** Begin **
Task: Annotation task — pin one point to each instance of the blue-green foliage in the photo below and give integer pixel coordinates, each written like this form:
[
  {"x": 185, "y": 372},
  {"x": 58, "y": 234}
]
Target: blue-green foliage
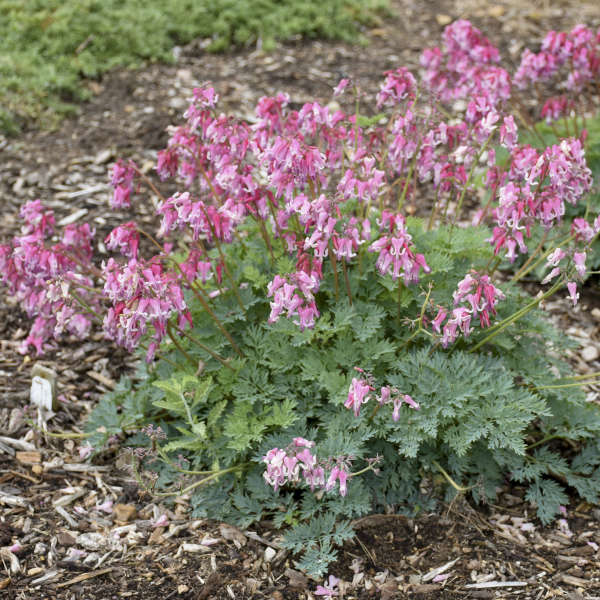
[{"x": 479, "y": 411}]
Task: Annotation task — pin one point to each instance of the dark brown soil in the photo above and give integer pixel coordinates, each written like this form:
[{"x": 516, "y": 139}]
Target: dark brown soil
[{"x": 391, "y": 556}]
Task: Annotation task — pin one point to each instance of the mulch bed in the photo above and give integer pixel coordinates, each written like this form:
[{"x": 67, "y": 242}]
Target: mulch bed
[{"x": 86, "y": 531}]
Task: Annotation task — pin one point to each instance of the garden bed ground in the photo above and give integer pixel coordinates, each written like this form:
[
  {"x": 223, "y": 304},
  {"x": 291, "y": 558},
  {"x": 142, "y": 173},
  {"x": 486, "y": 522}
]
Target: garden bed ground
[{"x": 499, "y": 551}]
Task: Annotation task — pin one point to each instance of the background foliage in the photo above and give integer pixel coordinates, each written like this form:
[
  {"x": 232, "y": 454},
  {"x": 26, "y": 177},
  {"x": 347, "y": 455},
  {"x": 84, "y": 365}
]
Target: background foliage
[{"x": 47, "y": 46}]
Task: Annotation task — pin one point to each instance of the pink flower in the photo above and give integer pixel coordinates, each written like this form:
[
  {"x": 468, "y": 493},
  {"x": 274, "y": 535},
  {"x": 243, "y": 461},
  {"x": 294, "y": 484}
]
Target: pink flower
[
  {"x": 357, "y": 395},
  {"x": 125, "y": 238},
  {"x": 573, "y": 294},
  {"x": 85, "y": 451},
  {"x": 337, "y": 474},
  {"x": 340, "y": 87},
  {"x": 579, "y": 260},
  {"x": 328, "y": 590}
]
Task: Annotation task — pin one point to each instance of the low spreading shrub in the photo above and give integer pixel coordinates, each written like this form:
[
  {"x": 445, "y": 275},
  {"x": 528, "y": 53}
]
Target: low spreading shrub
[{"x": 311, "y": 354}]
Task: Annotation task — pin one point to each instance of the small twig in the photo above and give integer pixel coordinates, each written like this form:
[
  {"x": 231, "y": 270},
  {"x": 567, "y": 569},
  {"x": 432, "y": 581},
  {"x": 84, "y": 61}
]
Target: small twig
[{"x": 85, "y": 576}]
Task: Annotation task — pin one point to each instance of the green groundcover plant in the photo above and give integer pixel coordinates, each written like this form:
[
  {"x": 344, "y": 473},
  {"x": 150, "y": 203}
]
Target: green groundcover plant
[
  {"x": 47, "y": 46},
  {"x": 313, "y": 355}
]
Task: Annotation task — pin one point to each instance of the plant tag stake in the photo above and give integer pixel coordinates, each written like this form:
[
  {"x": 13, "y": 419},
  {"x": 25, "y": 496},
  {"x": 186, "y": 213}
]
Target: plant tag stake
** End **
▶ _TASK BRIEF_
Rewrite everything from the line containing "of the small" down to the end of the rows, requests included, adding 60 to every x and y coordinate in the answers. Leave the coordinates in the requests and their format samples unchanged.

▶ _FINAL RESULT_
Task: Annotation task — pin one point to each instance of the small twig in the photo above and give integer pixel coordinates, each written like this form:
[
  {"x": 231, "y": 270},
  {"x": 567, "y": 569},
  {"x": 432, "y": 581},
  {"x": 84, "y": 61}
]
Target: small twig
[{"x": 145, "y": 636}]
Task: Annotation task — pin one point to each instance of the green groundcover plant in the photo above and give integer pixel coordinates, each written like this form:
[
  {"x": 344, "y": 473},
  {"x": 150, "y": 203}
]
Target: green groundcover plant
[
  {"x": 107, "y": 106},
  {"x": 373, "y": 415}
]
Task: Annotation task — pin one point to each instance of the plant tag stake in the photo above and give integer pixel coordinates, each written like this form:
[
  {"x": 13, "y": 419},
  {"x": 25, "y": 496},
  {"x": 186, "y": 213}
]
Target: plant tag stake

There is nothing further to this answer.